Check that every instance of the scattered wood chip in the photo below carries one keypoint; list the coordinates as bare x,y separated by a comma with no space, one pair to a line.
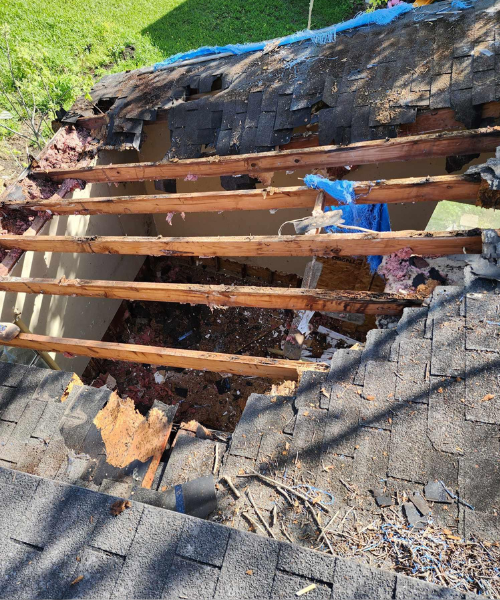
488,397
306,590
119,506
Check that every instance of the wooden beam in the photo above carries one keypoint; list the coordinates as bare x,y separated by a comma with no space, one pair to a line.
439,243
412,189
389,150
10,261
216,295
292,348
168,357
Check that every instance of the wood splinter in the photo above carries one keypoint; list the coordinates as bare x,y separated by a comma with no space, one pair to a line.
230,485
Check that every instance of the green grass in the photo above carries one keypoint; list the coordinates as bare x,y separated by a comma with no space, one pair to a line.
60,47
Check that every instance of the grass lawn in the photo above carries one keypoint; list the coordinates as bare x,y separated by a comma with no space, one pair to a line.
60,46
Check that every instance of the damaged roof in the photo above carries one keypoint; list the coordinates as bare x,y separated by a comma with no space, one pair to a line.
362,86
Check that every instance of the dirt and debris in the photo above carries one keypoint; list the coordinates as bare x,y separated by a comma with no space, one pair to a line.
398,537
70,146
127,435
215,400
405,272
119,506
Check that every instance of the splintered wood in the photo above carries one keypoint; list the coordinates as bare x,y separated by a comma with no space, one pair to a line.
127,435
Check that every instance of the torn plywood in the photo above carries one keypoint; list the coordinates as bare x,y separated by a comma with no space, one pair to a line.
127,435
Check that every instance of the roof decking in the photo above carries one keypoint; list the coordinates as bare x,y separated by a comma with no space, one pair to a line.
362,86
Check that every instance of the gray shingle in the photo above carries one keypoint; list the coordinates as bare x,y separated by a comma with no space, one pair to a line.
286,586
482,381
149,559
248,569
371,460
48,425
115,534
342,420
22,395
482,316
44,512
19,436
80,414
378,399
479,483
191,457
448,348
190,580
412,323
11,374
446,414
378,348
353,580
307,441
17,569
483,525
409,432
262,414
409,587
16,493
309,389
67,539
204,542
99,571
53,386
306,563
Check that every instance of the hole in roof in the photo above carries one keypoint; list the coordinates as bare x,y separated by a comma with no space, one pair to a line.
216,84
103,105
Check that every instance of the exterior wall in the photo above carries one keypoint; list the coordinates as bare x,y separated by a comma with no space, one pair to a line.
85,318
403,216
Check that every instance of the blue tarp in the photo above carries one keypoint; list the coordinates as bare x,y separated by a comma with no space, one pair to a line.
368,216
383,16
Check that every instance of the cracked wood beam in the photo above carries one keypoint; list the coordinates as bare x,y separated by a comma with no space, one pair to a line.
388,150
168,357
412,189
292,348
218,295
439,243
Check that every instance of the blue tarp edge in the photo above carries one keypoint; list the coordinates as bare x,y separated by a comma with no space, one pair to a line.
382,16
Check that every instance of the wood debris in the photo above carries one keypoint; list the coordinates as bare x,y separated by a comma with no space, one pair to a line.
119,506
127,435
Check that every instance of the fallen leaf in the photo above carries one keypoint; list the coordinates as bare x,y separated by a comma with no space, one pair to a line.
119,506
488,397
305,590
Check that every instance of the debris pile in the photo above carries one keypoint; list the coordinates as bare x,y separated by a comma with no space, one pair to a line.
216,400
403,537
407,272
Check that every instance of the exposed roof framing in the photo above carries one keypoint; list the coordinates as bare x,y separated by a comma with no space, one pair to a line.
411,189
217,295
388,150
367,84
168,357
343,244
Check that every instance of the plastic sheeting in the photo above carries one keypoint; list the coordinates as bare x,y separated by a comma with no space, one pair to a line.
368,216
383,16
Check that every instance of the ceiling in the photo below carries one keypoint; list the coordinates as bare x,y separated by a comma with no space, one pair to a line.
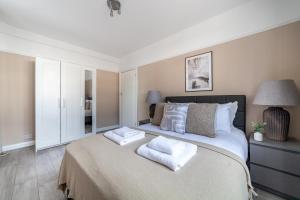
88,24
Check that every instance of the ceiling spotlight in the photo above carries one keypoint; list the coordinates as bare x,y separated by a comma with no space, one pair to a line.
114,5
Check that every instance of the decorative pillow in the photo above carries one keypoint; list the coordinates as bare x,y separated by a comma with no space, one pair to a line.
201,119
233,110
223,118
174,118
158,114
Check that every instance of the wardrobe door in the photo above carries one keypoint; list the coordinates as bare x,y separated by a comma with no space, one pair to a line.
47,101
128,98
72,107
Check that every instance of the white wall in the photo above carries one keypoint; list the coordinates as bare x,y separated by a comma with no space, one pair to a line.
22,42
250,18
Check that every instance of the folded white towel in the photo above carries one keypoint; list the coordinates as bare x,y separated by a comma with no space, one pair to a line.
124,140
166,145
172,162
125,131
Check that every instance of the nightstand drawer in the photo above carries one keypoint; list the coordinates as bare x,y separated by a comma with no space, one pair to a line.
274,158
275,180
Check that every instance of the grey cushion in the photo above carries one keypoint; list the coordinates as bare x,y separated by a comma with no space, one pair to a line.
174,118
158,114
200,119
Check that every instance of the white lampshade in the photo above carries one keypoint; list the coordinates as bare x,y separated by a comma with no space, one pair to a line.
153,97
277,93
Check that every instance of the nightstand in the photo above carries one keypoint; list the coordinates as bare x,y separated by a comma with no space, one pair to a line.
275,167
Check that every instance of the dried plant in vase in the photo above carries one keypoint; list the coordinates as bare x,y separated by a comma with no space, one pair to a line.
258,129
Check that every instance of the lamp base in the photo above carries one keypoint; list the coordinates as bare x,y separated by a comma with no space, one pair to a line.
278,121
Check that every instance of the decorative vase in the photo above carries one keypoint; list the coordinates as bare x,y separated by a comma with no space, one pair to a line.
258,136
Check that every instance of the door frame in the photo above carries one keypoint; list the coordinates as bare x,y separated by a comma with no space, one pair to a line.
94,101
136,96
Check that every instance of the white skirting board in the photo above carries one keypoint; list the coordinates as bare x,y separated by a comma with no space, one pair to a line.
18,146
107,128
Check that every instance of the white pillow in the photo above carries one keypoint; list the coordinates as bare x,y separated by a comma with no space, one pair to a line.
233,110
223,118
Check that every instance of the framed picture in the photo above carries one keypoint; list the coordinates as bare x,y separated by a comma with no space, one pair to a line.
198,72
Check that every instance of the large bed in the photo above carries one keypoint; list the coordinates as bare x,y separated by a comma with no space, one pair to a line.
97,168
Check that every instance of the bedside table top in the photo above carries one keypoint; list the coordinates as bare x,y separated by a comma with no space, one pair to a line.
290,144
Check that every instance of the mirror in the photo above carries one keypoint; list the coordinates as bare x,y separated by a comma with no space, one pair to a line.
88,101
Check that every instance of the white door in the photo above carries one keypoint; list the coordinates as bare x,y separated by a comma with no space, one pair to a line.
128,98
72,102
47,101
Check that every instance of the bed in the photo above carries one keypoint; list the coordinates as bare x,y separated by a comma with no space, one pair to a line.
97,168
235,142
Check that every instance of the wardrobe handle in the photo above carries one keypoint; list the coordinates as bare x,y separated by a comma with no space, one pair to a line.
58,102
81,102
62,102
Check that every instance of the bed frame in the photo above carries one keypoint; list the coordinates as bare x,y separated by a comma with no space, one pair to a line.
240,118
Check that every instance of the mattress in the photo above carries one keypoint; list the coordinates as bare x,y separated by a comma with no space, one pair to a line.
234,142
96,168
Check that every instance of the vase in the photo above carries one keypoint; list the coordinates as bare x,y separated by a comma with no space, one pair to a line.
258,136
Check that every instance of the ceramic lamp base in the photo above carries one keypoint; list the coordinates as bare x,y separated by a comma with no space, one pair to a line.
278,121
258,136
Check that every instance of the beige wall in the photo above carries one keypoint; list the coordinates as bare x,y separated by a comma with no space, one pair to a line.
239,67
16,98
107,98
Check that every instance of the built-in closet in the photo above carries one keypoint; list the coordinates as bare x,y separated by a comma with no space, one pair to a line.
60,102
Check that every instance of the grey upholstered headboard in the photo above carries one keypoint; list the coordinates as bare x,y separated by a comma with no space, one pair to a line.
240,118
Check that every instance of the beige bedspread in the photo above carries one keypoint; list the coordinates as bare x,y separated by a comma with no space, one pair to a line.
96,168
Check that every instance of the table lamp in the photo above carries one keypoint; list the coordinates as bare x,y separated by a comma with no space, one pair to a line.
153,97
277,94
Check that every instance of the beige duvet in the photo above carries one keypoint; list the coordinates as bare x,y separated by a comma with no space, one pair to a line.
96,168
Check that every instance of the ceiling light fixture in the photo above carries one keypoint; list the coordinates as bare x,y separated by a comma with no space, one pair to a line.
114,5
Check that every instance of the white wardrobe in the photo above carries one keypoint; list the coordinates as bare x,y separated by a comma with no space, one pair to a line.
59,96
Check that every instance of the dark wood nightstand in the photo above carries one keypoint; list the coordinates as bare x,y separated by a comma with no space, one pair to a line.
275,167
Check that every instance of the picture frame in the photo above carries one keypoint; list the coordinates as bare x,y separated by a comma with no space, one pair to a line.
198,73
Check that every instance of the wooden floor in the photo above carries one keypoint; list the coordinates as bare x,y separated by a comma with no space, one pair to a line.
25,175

---

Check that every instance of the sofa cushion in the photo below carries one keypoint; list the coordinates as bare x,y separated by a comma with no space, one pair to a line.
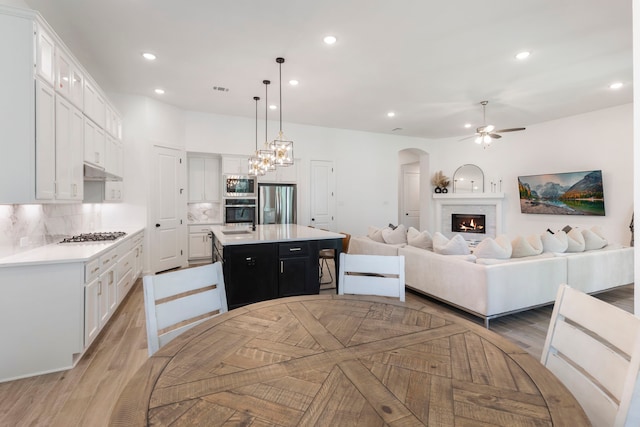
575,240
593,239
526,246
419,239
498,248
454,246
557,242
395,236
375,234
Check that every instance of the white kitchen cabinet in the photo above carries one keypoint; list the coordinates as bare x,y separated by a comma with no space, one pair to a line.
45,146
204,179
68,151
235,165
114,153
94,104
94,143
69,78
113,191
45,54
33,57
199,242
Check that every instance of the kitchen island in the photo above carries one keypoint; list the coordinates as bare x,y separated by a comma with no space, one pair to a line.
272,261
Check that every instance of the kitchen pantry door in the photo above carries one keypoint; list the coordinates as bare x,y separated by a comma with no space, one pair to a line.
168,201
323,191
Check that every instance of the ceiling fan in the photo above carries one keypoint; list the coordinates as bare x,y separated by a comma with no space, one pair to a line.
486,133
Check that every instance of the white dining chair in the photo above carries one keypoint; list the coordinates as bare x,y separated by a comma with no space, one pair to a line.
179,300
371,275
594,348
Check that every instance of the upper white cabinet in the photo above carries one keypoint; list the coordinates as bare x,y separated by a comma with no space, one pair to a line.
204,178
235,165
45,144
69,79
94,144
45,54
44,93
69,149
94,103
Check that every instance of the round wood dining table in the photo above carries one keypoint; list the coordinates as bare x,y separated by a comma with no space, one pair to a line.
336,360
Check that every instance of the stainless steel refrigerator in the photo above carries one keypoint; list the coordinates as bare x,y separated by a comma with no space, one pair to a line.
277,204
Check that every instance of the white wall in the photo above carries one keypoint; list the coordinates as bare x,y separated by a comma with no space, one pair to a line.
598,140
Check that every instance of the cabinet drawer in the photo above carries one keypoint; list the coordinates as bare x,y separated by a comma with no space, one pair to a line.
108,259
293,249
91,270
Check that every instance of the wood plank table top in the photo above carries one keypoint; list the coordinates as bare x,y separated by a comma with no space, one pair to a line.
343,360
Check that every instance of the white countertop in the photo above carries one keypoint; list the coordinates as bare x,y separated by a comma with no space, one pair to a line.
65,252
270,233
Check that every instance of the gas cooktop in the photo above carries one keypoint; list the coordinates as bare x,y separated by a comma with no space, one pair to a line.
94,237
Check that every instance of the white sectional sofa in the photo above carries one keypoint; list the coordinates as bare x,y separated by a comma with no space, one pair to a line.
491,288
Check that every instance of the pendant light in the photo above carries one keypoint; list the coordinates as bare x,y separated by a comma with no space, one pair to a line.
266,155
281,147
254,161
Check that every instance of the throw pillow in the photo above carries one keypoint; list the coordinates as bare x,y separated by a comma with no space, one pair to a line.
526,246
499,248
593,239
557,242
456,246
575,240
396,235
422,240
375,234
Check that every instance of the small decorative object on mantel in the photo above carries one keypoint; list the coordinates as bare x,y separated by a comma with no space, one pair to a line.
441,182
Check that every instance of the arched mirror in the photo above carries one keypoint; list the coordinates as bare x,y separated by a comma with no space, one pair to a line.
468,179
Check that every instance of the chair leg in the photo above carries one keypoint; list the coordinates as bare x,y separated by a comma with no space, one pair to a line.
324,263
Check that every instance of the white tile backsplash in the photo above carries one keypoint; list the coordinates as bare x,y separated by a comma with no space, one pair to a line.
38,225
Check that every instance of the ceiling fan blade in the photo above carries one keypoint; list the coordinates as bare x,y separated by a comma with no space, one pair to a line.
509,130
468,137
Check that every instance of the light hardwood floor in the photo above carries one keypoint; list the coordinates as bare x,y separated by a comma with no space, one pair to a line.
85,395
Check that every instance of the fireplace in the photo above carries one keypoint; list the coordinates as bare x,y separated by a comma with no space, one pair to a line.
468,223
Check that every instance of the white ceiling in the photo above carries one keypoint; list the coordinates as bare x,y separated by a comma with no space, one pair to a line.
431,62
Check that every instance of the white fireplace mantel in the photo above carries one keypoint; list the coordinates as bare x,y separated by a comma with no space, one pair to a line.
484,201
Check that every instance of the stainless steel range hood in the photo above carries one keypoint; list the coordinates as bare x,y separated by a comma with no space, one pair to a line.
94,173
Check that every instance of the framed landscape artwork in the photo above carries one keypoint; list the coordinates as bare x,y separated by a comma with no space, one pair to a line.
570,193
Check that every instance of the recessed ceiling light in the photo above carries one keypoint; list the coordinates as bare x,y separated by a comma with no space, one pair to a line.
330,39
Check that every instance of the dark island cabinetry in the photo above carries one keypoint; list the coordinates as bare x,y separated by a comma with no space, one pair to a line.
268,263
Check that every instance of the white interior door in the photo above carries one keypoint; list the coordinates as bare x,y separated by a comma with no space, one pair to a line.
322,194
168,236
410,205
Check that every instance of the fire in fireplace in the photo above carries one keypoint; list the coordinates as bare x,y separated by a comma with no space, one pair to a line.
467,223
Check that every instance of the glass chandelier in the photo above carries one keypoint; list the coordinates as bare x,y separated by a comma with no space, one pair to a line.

...

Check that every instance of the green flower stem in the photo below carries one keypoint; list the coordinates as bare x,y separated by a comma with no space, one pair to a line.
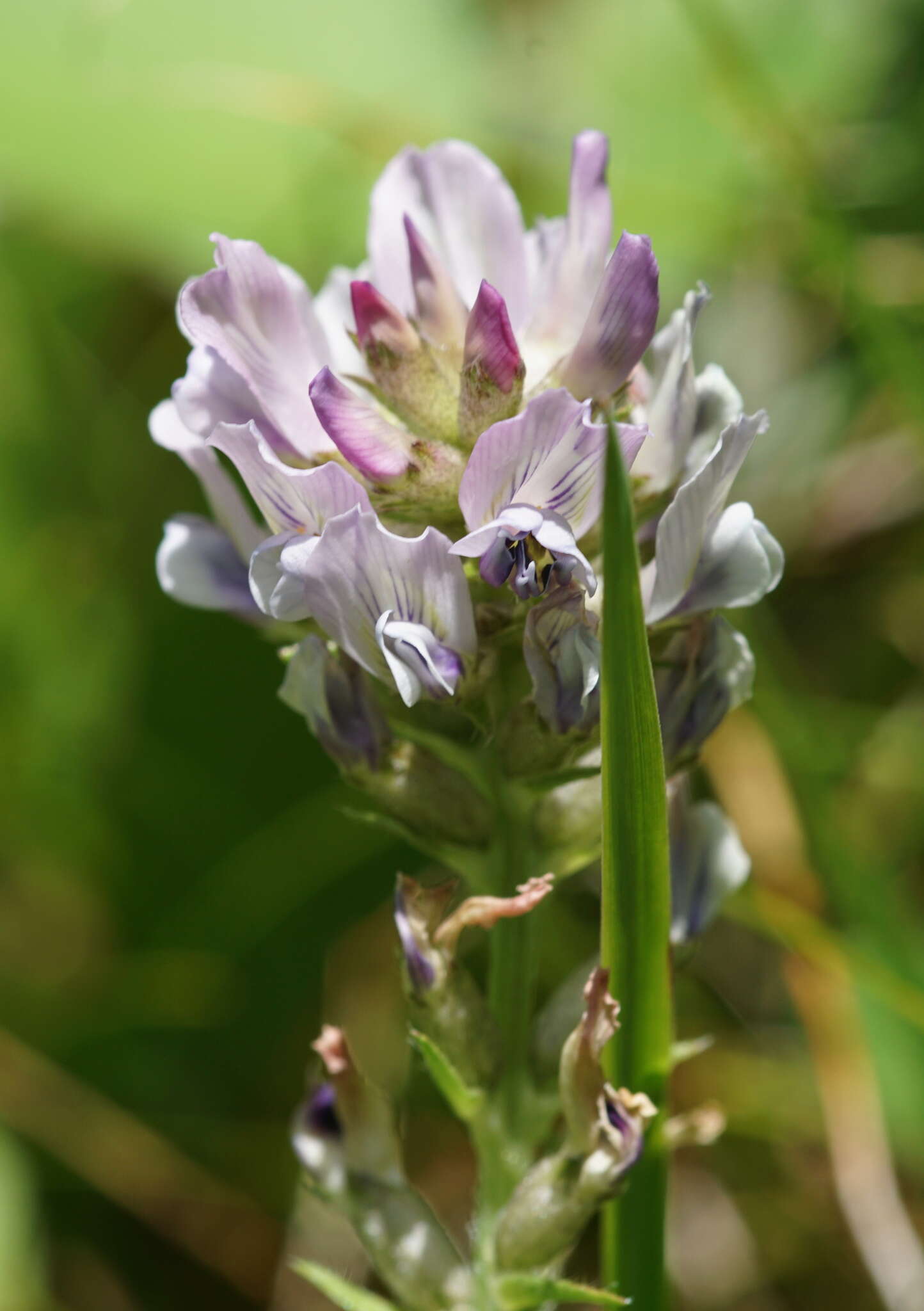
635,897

> Exercise directions: Only one stretch of the records above is wanted: the lines between the one holding "Check that every instance of the fire in" and the one holding "Check that every instance of the glass", inclusive, reproduced exactly.

> Result:
Check that every instance of the fire in fireplace in the photo above carries one keypoint; list the coordinates as bare x,y separated by a comma with no space, one pair to a line.
467,223
Check that every instance of the glass chandelier in the photo above carries one keypoint; list the coordinates as bare x,y separated by a comma with no space, one pair to a line.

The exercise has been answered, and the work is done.